Task requirements: Each line of the data that mentions the string "blurred" needs to be identified and copied.

[Stored data entries]

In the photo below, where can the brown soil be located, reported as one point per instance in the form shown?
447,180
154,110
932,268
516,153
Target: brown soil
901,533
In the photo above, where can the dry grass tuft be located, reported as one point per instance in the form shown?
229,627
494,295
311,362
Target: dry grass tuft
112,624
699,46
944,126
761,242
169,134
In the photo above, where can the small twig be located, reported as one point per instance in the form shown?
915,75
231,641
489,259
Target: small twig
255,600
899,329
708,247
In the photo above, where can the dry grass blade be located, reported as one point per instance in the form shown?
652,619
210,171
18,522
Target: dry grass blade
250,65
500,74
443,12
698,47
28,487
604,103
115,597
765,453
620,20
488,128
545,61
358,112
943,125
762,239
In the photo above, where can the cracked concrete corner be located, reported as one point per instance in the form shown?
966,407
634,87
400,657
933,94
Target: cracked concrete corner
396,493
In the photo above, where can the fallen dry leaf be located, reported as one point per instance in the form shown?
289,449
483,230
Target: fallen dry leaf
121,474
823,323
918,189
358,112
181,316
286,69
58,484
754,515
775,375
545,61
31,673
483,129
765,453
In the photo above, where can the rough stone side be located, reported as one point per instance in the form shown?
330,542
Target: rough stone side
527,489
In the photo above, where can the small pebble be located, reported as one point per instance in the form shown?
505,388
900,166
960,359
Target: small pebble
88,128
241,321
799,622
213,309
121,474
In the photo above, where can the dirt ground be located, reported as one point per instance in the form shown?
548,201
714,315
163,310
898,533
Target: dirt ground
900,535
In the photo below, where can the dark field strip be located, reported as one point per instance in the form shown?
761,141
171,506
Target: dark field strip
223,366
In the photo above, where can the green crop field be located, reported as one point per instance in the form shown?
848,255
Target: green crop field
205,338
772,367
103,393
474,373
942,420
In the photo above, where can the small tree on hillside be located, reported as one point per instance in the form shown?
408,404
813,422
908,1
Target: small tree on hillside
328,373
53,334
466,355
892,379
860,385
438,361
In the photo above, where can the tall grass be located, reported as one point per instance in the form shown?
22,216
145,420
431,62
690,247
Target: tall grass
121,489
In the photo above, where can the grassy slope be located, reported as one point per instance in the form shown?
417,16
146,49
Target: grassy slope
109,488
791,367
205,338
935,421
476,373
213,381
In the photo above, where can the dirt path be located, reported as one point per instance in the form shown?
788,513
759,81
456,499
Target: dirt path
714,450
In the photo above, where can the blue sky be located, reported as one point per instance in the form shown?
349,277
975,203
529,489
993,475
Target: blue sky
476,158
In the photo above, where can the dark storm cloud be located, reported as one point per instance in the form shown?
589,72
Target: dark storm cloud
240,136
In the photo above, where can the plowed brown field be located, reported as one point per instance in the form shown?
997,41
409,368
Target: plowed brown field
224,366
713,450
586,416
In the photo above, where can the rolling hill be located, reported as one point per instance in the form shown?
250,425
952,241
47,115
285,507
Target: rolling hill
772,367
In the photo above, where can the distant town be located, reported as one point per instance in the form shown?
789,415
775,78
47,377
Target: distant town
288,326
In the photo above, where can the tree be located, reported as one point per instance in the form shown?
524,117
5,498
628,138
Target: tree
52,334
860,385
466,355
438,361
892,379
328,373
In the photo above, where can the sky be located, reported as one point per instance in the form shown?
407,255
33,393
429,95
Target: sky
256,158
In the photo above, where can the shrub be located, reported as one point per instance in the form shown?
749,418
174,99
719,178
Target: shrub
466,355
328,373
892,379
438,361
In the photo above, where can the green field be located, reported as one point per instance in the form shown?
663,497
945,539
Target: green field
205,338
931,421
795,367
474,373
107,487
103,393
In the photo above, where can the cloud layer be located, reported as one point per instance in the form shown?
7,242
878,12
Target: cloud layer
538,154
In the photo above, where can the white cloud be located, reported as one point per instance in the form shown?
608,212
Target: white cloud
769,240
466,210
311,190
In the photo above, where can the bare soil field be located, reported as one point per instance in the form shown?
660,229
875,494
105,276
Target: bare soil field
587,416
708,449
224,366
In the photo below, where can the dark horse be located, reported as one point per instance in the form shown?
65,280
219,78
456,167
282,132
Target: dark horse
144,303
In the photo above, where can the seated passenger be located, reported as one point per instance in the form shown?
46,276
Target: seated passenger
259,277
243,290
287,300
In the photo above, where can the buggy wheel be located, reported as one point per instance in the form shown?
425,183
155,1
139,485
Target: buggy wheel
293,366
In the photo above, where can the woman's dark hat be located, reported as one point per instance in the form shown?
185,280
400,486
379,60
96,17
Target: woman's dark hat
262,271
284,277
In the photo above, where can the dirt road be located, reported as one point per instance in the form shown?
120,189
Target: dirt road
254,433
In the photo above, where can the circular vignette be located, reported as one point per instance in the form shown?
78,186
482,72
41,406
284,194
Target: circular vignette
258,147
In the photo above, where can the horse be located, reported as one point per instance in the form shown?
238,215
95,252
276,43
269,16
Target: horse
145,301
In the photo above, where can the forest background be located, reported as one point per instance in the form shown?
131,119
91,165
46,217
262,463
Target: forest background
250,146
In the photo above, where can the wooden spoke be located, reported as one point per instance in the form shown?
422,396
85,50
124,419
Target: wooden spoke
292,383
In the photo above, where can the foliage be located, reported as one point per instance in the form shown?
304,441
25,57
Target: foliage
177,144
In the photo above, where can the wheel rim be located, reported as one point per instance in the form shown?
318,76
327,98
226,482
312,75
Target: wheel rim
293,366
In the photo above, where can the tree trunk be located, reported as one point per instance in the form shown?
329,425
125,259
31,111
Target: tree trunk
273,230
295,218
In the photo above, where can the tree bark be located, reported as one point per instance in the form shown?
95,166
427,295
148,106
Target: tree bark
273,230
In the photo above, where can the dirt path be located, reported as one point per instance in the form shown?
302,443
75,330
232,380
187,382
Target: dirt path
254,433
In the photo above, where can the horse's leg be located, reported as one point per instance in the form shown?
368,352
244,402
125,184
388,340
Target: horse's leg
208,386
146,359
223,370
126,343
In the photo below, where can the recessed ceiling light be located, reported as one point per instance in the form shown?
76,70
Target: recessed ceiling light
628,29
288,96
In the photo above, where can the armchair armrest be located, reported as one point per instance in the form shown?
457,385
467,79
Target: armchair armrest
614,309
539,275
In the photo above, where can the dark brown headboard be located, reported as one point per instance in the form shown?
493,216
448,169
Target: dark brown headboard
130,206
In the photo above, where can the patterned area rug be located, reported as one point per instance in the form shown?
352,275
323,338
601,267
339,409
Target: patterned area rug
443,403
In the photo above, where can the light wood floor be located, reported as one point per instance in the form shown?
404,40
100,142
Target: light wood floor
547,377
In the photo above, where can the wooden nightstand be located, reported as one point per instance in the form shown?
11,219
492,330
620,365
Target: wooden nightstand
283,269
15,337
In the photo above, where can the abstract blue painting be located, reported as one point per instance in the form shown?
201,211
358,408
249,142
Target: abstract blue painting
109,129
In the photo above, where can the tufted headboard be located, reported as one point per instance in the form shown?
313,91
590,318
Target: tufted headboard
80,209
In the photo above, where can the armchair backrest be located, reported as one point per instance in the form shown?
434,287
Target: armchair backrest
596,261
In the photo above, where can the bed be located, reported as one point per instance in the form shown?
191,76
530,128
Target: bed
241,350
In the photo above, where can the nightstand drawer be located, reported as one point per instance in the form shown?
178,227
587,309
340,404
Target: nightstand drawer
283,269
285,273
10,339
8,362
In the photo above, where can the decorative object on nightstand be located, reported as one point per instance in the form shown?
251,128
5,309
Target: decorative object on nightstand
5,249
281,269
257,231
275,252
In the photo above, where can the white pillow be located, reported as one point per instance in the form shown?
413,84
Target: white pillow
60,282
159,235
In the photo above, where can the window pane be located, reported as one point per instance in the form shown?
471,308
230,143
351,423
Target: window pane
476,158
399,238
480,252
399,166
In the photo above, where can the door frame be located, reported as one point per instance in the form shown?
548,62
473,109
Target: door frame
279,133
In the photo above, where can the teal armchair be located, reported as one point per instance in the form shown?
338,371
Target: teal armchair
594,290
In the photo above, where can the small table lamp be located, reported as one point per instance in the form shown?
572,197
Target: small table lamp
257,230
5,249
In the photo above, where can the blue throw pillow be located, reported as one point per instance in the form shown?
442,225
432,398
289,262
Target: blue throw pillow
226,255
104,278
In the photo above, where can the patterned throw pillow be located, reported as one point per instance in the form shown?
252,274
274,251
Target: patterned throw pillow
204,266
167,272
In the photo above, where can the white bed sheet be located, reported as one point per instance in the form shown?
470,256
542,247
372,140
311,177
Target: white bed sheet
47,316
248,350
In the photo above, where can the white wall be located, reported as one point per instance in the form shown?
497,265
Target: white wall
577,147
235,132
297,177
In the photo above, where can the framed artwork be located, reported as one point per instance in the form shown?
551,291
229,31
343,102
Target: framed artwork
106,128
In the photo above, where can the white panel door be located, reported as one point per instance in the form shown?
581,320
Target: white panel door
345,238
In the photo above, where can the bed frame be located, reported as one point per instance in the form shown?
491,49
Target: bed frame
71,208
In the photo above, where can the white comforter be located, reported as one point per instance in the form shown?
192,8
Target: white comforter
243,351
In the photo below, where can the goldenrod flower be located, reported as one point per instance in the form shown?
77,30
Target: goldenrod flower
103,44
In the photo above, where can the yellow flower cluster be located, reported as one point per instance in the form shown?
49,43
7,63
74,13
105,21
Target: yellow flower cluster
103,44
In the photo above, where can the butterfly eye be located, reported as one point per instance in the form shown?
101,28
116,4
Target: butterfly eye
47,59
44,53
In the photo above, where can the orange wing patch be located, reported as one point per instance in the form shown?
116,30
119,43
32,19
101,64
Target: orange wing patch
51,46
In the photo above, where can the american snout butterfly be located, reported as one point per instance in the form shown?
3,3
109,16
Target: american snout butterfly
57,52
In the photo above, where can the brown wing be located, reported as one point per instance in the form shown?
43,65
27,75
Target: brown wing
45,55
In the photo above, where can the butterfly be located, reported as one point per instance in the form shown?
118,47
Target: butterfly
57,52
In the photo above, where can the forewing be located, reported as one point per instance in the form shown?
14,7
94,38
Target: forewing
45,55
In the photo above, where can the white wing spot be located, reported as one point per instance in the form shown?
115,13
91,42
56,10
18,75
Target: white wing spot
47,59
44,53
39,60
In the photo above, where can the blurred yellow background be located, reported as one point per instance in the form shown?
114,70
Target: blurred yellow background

Task solution:
In the photo above, where can the blurred yellow background be located, reported as one point per instance in the form shown?
Target: blurred yellow background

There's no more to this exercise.